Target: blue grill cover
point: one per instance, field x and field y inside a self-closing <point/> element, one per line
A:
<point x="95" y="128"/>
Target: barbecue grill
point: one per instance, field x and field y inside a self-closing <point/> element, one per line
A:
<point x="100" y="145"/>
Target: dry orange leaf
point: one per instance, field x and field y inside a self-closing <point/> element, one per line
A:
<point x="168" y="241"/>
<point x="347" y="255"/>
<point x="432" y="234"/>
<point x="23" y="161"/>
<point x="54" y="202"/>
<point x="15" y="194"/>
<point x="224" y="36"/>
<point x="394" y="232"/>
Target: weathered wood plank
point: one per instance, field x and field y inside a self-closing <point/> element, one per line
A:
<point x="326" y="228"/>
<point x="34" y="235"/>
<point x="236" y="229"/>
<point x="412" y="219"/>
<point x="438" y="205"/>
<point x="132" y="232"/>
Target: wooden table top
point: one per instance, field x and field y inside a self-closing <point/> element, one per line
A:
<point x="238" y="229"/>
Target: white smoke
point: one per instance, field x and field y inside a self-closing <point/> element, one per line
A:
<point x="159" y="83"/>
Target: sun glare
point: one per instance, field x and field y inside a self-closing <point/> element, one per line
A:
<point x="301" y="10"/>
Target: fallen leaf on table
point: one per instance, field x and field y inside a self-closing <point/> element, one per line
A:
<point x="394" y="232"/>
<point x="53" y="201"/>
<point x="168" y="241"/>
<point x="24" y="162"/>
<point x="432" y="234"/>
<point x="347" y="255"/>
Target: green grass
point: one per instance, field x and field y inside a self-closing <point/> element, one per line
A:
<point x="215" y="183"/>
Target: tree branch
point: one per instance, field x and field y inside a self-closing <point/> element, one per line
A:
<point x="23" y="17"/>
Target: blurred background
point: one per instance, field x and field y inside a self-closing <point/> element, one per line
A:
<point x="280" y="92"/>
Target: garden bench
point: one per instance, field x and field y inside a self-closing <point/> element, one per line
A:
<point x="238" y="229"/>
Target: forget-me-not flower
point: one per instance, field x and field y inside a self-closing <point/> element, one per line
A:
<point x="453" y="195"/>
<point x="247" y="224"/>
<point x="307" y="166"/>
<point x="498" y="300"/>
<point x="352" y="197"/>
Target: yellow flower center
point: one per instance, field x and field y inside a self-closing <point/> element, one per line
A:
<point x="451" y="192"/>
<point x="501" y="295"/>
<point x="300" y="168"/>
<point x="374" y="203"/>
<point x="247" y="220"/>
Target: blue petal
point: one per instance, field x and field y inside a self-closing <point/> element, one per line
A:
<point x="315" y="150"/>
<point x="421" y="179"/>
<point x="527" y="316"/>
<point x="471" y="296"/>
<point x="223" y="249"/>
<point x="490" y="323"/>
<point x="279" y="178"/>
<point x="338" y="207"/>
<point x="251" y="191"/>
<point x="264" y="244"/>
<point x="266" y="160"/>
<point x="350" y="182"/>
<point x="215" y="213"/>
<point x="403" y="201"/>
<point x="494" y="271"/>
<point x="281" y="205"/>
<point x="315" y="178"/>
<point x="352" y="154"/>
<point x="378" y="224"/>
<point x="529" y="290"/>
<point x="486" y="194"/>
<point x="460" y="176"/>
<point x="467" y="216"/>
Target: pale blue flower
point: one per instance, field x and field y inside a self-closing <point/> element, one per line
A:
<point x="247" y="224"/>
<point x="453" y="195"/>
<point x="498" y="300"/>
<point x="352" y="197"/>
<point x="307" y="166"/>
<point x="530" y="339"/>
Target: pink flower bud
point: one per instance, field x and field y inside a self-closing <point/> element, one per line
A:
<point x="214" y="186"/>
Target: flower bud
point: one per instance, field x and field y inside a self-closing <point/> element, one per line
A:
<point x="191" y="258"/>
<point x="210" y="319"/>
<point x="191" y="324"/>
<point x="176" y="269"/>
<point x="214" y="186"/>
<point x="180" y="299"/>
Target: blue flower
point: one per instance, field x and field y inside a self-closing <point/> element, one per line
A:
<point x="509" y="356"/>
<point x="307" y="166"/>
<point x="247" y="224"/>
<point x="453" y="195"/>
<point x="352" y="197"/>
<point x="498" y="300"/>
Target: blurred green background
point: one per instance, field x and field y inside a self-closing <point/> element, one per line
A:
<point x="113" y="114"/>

______

- [INSTRUCTIONS FOR THE TASK]:
From the line containing "Target: yellow flower center" through the final line of the listing above, retype every line exactly; leave out everything else.

- [EXERCISE SOLUTION]:
Target: yellow flower center
point: one per instance, field x and field y inside a self-closing <point/> element, one per line
A:
<point x="451" y="192"/>
<point x="501" y="295"/>
<point x="300" y="168"/>
<point x="374" y="203"/>
<point x="247" y="220"/>
Target: blue petal
point: one per instance, field x and field y inside a self-closing <point/> element, one per line
A:
<point x="315" y="150"/>
<point x="421" y="179"/>
<point x="527" y="316"/>
<point x="471" y="296"/>
<point x="223" y="249"/>
<point x="490" y="323"/>
<point x="279" y="178"/>
<point x="338" y="207"/>
<point x="251" y="191"/>
<point x="264" y="244"/>
<point x="266" y="160"/>
<point x="350" y="182"/>
<point x="215" y="213"/>
<point x="403" y="201"/>
<point x="494" y="271"/>
<point x="281" y="205"/>
<point x="315" y="178"/>
<point x="352" y="154"/>
<point x="378" y="224"/>
<point x="529" y="290"/>
<point x="486" y="194"/>
<point x="460" y="176"/>
<point x="467" y="216"/>
Target: pale blue flower
point: one per instance, field x and field y inside a self-closing <point/> element, one per line
A:
<point x="247" y="224"/>
<point x="453" y="195"/>
<point x="498" y="300"/>
<point x="352" y="197"/>
<point x="307" y="166"/>
<point x="530" y="339"/>
Target: pink flower bud
point: one per instance, field x and field y inside a self-closing <point/> element, one per line
A:
<point x="214" y="186"/>
Target: flower bud
point: one per instance, field x and field y inside a self-closing <point/> element, one per line
A:
<point x="191" y="258"/>
<point x="210" y="319"/>
<point x="191" y="324"/>
<point x="176" y="269"/>
<point x="214" y="186"/>
<point x="180" y="299"/>
Target: blue flower
point: one per instance, field x and field y inside a self-closing <point/> element, one per line
A:
<point x="509" y="356"/>
<point x="307" y="166"/>
<point x="247" y="224"/>
<point x="453" y="195"/>
<point x="352" y="197"/>
<point x="498" y="300"/>
Target: blurred green background
point: one per instance, field x and field y inside a self-closing <point/> element, one per line
A:
<point x="113" y="114"/>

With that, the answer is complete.